Records from a dataset:
## BEGIN

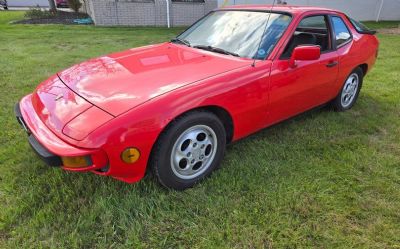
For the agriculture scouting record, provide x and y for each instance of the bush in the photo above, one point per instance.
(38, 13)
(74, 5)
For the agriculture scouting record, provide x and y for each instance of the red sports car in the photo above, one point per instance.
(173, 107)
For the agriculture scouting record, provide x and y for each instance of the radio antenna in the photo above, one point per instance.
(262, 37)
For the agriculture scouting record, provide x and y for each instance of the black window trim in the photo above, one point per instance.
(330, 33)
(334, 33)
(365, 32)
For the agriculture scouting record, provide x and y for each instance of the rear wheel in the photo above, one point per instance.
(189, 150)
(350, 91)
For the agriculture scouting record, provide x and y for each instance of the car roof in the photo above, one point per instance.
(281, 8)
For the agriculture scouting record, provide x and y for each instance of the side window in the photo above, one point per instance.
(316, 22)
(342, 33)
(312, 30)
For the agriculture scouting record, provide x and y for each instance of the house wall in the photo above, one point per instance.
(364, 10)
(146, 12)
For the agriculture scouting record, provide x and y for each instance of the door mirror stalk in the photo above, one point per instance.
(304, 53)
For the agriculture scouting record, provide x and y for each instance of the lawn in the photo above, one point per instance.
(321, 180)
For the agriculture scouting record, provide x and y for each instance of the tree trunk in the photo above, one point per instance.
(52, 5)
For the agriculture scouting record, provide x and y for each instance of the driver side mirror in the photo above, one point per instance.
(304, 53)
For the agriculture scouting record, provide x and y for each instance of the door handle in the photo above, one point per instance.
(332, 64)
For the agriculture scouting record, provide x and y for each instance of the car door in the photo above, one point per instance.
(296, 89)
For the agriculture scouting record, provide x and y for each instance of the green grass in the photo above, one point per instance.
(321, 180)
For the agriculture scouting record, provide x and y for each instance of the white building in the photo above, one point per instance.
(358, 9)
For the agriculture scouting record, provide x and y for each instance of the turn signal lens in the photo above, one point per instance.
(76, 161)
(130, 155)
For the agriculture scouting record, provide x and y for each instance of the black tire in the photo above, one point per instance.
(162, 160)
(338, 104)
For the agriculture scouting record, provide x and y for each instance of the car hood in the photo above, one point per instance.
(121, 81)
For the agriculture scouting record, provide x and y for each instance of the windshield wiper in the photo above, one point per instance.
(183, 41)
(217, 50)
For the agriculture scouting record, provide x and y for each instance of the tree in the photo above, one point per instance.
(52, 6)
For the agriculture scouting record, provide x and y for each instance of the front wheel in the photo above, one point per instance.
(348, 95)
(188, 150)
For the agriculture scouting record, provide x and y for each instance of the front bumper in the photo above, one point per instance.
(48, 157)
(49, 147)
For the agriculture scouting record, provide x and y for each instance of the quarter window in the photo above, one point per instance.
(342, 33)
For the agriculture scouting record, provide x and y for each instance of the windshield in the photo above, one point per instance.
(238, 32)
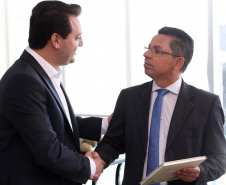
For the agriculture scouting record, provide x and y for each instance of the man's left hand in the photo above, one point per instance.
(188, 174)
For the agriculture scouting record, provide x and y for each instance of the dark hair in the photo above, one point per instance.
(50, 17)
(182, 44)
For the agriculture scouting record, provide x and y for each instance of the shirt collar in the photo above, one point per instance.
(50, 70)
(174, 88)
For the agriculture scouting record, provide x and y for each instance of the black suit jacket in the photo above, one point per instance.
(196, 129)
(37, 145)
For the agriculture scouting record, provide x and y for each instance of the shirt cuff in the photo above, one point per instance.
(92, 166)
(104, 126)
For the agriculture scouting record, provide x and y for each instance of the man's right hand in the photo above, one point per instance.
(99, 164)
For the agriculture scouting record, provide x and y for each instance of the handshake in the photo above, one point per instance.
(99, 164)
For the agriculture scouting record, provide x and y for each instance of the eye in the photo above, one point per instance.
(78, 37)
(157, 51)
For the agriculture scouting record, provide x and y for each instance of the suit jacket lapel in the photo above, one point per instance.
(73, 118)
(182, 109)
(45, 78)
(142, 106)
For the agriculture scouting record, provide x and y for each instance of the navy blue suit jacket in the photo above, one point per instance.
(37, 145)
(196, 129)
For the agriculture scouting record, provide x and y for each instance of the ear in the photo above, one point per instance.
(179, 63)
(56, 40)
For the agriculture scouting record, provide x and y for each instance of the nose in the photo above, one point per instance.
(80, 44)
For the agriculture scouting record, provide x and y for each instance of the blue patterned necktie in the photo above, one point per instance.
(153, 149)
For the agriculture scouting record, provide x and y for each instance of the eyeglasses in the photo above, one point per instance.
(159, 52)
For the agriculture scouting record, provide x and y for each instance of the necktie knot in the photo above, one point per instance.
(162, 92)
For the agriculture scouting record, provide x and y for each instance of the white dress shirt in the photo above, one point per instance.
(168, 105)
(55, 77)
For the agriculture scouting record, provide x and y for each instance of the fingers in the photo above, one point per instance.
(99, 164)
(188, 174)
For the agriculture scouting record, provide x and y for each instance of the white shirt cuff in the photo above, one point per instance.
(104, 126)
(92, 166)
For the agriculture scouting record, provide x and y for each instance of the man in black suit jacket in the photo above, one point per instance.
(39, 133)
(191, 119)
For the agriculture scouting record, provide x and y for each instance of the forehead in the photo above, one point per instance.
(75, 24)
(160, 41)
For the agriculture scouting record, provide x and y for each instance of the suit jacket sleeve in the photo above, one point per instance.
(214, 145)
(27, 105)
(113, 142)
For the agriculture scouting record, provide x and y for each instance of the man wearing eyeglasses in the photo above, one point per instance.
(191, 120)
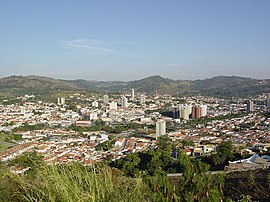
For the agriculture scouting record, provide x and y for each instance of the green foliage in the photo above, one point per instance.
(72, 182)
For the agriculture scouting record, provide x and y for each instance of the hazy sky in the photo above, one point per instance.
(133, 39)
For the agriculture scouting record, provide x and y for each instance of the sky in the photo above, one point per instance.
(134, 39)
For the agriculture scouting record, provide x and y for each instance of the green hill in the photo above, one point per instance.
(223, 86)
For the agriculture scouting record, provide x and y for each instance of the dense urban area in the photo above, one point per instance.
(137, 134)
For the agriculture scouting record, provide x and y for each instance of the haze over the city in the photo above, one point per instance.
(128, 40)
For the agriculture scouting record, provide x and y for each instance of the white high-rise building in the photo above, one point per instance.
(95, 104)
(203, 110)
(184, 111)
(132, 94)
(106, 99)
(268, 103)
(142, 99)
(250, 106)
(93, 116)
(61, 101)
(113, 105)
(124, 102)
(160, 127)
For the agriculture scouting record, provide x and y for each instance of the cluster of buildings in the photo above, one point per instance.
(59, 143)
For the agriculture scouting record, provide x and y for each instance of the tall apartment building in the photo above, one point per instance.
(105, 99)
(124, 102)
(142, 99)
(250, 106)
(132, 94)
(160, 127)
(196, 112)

## END

* [Objective]: Copy each line in full and exactly, omitting any picture.

* [Result of the task]:
For the agriculture scouting record, provide x and y for each instance of the bush in the photo above, one point per instance.
(38, 13)
(74, 5)
For the agriculture scouting record, provide x and y for each instance of the red sports car in the photo above, one point per instance.
(173, 107)
For the agriculture scouting record, provide x and y for each instance of the radio antenna in the photo above, one point per instance.
(262, 37)
For the agriculture scouting record, provide x and y for each instance of the black window trim in the photo above, one point per instance.
(330, 33)
(334, 33)
(365, 32)
For the agriculture scouting record, provide x and y for each instance of the rear wheel in the photo above, one point per instance.
(189, 150)
(350, 91)
For the agriculture scouting record, provide x and y for each instance of the car roof in the photo above, one point per instance.
(281, 8)
For the agriculture scouting record, provide x and y for each instance of the side window in the photo above, one point per instance.
(316, 22)
(342, 33)
(312, 30)
For the agriculture scouting record, provide x and y for each instance of the house wall in the photo above, one point per instance.
(364, 10)
(146, 12)
For the agriculture scouting record, provide x and y for each instance of the door mirror stalk in the photo above, one point per instance.
(304, 53)
For the agriculture scouting record, provide x and y for each instance of the lawn in the photo above, one point per instance.
(321, 180)
For the agriculture scouting record, provide x and y for each instance of the tree trunk in the photo above, one point per instance.
(52, 5)
For the agriculture scouting record, provide x and y for each instance of the driver side mirror in the photo above, one point per instance.
(304, 53)
For the agriculture scouting record, provide x and y for each instance of the door handle in the photo above, one point per instance.
(332, 64)
For the agriculture scouting record, provide x and y for each instance of the car door in the photo above, one point per instance.
(296, 89)
For the agriculture scouting record, provide x and y for each instance of the green grass in the photo above, one point per instance.
(321, 180)
For the agriculture scouting record, provide x and y for each instance of the white building in the photo above, one point per instance.
(358, 9)
For the agriculture scouting record, provide x and y for each instance of the turn signal lens in the photo above, one point per instance.
(76, 161)
(130, 155)
For the agriculture scouting record, provide x and y for each instance of the black tire in the photo above, one point per instance.
(162, 160)
(338, 104)
For the agriculture scouting record, provide x and y for each instance of the car hood in the photo above, one point per instance.
(121, 81)
For the agriculture scouting record, provide x and y for each instance of the windshield wiper in the photo above, one point per instance.
(183, 41)
(217, 50)
For the agriculture scouting record, provide x and y for each instance of the tree in the photo above, one point per instance.
(52, 6)
For the agriculture scouting record, provide x and y for each instance of the front wheel in the photo above, one point per instance.
(348, 95)
(188, 150)
For the agriculture scouting record, provide x and y for each instance of the front bumper in the photo above, one point per instance.
(48, 157)
(49, 147)
For the agriculture scouting record, provide x and y for each instance of the quarter window in the photo above, one point per instance.
(342, 33)
For the agriculture scouting record, provide x and y for each instance of the windshield in the photo above, one point per instance.
(238, 32)
For the agriculture scouting record, provide x and y for each instance of the man's left hand in the photo above, one point per instance.
(188, 174)
For the agriculture scouting record, provide x and y for each instance of the dark hair in the photo above, one point per instance.
(50, 17)
(182, 44)
For the agriculture scouting record, provide x and y for each instance of the shirt collar in the photo above, one point per instance.
(50, 70)
(174, 88)
For the agriculture scouting record, provide x and y for each instance of the black suit jacket in the photo above, one point per instance.
(196, 129)
(37, 145)
For the agriculture scouting record, provide x and y for each instance of the shirt cuff in the photo above, one point per instance.
(92, 166)
(104, 126)
For the agriculture scouting record, provide x and y for each instance of the man's right hand in the photo above, one point per instance.
(99, 164)
For the agriculture scouting record, provide x and y for each instance of the handshake in the photo above, one point per instance.
(99, 164)
For the agriculture scouting record, provide x and y for each instance of the eye in the photo above, one point per instance.
(78, 37)
(157, 51)
For the agriculture scouting record, provide x and y for each instance of the suit jacket lapel in the photo above, one point per instance.
(73, 118)
(182, 109)
(45, 78)
(142, 106)
For the agriculture scouting record, provide x and y for each instance of the navy blue suit jacket in the photo above, one point per instance.
(37, 145)
(196, 129)
For the agriculture scouting record, provide x and y for each instance of the ear in the photo above, one point per instance.
(179, 63)
(56, 40)
For the agriculture scouting record, provide x and y for each instance of the nose in the photo above, one point per instance.
(80, 44)
For the agriculture scouting record, provide x and y for each instance of the blue patterned necktie in the photo above, one point per instance.
(153, 149)
For the agriculture scouting record, provide x and y for each instance of the eyeglasses in the photo above, one point per instance.
(159, 52)
For the agriculture scouting record, provide x and y for each instance of the necktie knot in the photo above, one point per instance.
(162, 92)
For the agriculture scouting record, provide x and y for each instance of the white dress shirt in the photo above, one point per instance.
(168, 105)
(55, 77)
For the agriculture scouting record, provide x and y for each instance of the fingers in the photo above, one point per instance.
(99, 164)
(188, 174)
For the agriculture scouting record, provide x and y for each instance of the white shirt cuff in the photo above, one point per instance.
(104, 126)
(92, 166)
For the agriculture scouting record, provide x and y for each instance of the man in black suit jacket in the photo above, one point per instance.
(39, 133)
(191, 119)
For the agriculture scouting record, provide x and y for each instance of the forehead in the photo above, one point per instance.
(75, 24)
(160, 41)
For the agriculture scouting record, provide x and y for each instance of the suit jacket sleeve in the photo above, one point per instance.
(214, 145)
(27, 105)
(113, 142)
For the agriculture scouting record, provide x and y for each instance of the man wearing eyeglasses in the photo above, one point per instance.
(191, 120)
For the agriculture scouting record, provide x and y for each instance of the green foliage in the photo above, one point per instance.
(72, 182)
For the agriculture scouting record, provide x and y for each instance of the hazy sky in the photo above, one point per instance.
(133, 39)
For the agriculture scouting record, provide x and y for each instance of the sky in the photo above, one point per instance.
(134, 39)
For the agriculture scouting record, provide x and y for each instance of the green hill in the photo above, one point per instance.
(223, 86)
For the agriculture scouting record, provide x and y for each instance of the dense urban area in the photo above, one point per instance.
(137, 134)
For the agriculture scouting record, provide x and y for each instance of the haze over the city in the photo above, one point per instance.
(128, 40)
For the agriculture scouting record, provide x and y for each instance of the white high-rise building in the photo above, one point per instance.
(95, 104)
(203, 110)
(184, 111)
(132, 94)
(106, 99)
(268, 103)
(142, 99)
(250, 106)
(93, 116)
(61, 101)
(113, 105)
(124, 102)
(160, 127)
For the agriculture scouting record, provide x and y for each instance of the cluster of buildings in the photo above, one point per instance.
(59, 143)
For the agriculture scouting record, provide x and y for each instance of the tall apartment building in the photo above, one point per instance.
(105, 99)
(124, 102)
(142, 99)
(250, 106)
(132, 94)
(160, 127)
(196, 112)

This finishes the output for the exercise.